* **WHAT THE TASK ASKS**
Each record should appear again in the response exactly as it does in the original.

* **GIVEN INFORMATION**
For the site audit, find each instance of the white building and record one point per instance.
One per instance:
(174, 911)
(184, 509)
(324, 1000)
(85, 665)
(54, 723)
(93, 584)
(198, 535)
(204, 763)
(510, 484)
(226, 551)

* **REPLY**
For the site audit, find each instance of the white building and record one point per instance.
One per instance:
(174, 911)
(184, 509)
(324, 1000)
(85, 665)
(54, 723)
(93, 584)
(198, 535)
(204, 763)
(510, 484)
(226, 551)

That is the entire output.